### What is expected
Output only these lines, set down exactly: the one containing "Where can you find the locomotive boiler" and each line after it through the end of the records.

── Data excerpts

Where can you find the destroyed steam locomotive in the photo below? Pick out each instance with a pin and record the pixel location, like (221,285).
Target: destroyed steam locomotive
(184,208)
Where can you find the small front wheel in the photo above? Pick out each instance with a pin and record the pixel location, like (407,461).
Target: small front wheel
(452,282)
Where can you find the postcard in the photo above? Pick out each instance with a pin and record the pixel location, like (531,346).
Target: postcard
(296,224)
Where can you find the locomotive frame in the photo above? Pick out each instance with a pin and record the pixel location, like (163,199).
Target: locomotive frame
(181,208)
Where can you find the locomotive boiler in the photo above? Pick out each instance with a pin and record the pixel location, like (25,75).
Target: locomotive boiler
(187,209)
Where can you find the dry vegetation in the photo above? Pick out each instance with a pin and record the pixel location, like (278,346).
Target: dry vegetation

────

### Task result
Where can you find the locomotive boiler in the photo above? Pick out each instance with a pin and record the pixel location, like (25,75).
Target: locomotive boiler
(187,209)
Where can you find the dry vegetation in the photo above? Pick out each instance with a pin and record the pixel location, like (278,346).
Target: dry vegetation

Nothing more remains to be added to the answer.